Records provided: Begin
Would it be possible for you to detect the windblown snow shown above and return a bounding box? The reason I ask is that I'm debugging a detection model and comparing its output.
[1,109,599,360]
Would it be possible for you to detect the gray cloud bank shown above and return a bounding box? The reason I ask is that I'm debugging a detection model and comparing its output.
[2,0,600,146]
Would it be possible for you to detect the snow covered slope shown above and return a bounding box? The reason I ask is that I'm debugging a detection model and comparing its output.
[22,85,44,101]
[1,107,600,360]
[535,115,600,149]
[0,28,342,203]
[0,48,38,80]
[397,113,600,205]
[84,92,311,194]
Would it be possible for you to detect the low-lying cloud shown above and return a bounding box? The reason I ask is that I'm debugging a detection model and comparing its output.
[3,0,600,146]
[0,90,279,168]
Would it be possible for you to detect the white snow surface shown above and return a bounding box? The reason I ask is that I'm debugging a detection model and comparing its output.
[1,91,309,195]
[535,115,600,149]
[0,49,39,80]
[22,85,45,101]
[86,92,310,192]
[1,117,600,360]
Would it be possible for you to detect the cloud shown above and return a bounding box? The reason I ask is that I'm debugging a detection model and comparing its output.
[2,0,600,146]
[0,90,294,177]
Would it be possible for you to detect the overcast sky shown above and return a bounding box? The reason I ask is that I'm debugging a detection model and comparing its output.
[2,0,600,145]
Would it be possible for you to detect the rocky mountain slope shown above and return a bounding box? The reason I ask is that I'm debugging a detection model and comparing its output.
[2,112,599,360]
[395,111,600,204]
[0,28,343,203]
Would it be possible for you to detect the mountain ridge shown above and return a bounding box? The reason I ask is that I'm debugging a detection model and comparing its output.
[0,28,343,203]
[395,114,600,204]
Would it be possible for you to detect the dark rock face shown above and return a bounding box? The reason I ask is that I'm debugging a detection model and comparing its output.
Records provided: End
> Work required
An exact written copy of every entry is the required answer.

> Output below
Would it be possible for you to detect the windblown snow shown above and return a bounding box? The reason I ask is that I'm debugging a detection model and comparing its output.
[1,109,599,360]
Would it be possible for you to detect the gray cloud bank shown above and return a bounding box? The reason I ask is that I'm debugging a detection model and comparing its output.
[2,0,600,146]
Would it be possible for you to detect the snow covered slope shown above and return a bounding box? The reason I ask is that I'm debugging a detection model and comparing its output.
[22,85,44,101]
[1,107,600,360]
[535,115,600,149]
[0,28,342,203]
[0,48,38,80]
[397,113,600,205]
[84,92,311,194]
Would it be possible for you to detect the low-lying cloud shown above and return a bounding box? The reason I ask is that I'm debugging a detection model and comparing its output.
[3,0,600,146]
[0,90,279,168]
Would it be possible for you to detect the white snow surface shown above and return a bounding box? The reason I ask is that I'm debugging a detection model and comparing its output.
[1,91,309,195]
[535,115,600,149]
[0,49,39,80]
[22,85,45,101]
[86,92,310,192]
[1,117,600,360]
Would it be possible for you to detect the cloud shown above and return a bounding box? The reason I ask is that I'm debugging a detection model and comparing its output.
[2,0,600,146]
[0,90,294,177]
Would it be possible for you to detect the overcast sky shown above and return a bounding box? The reason I ask is that I'm debugging a detection model and comparing its output.
[2,0,600,145]
Would it be possible for you to detect the rocky mountain slope shown above and return a bounding box? The reason I ask is that I'm debugging a detection model and comparing its output.
[2,112,599,360]
[395,111,600,204]
[0,28,343,203]
Would it be possible for you to detect the mountain ridge shown above and return a bounding box? The reason I ask is that I'm debugging a detection model and comparing its output.
[0,28,343,203]
[395,114,600,204]
Would it be possible for you to detect the dark rock face shown above and return a bounding box? The reason I ask is that I'm debugging a detection model and comparing its output.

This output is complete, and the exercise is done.